• Prompt: I would like every line of the records below that contains the word "point" copied.

• Extracted material:
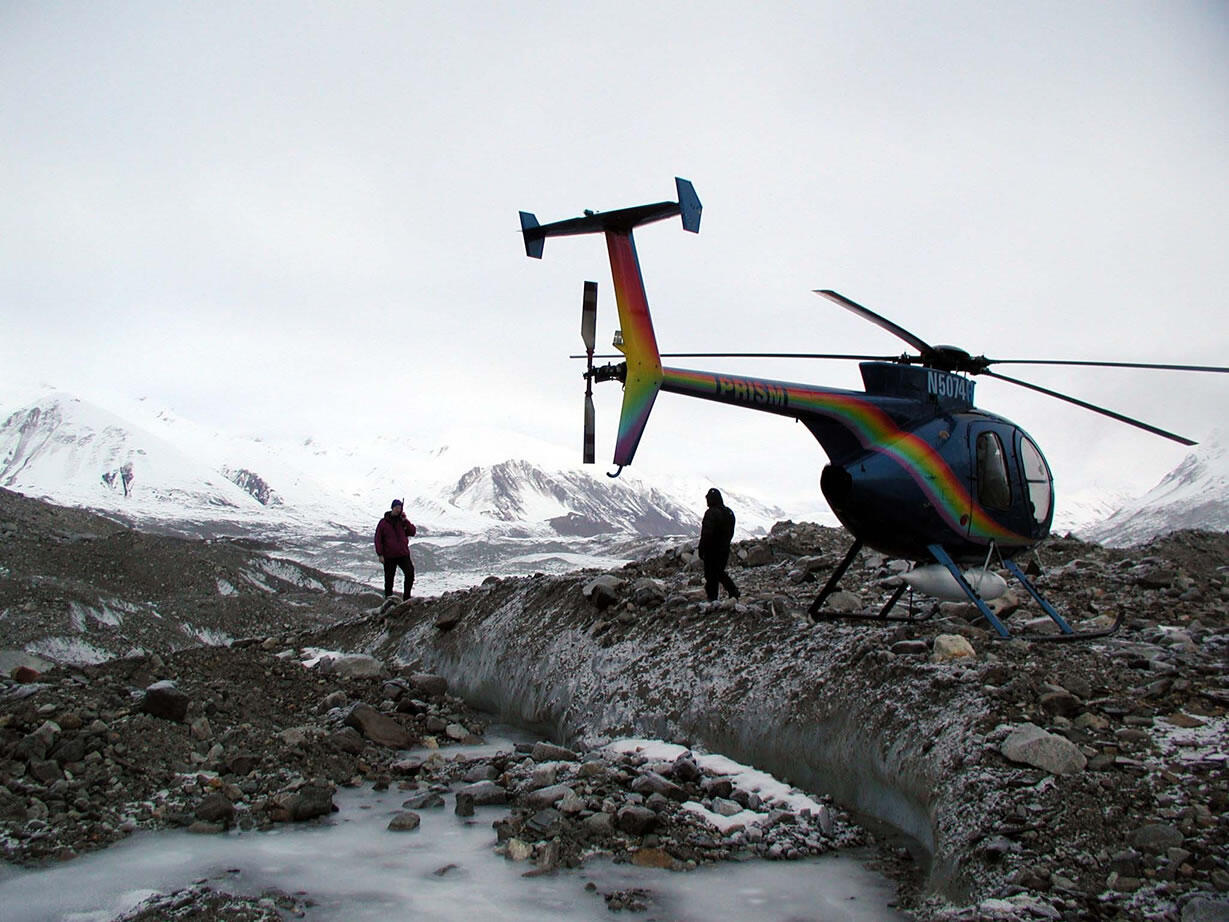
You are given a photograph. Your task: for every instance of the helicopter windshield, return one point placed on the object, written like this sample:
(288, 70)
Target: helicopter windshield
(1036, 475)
* * *
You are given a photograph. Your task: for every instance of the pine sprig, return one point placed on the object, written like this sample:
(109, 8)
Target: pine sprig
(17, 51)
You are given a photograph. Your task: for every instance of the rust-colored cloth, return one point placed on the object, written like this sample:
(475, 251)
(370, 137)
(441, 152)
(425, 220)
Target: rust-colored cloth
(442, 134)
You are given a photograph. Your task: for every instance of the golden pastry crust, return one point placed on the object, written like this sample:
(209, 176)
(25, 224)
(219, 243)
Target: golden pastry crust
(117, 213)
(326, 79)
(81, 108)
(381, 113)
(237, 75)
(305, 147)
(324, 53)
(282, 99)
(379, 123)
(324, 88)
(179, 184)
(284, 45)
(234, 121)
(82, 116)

• Your response:
You are given a photograph. Your task: for every instance of the helicopter windshield, return one point placed on the object, written like this sample:
You are given a photograph. Your task: for every instance of the pine sprig, return one point placed on the object, written like this sample:
You are given a photograph. Your task: for every instance of the rust-colored cloth, return one point placed on the object, written like this sample:
You are given a photograph. Your task: for every instance of the golden pastry crust, return one point placed on the object, written like this sample:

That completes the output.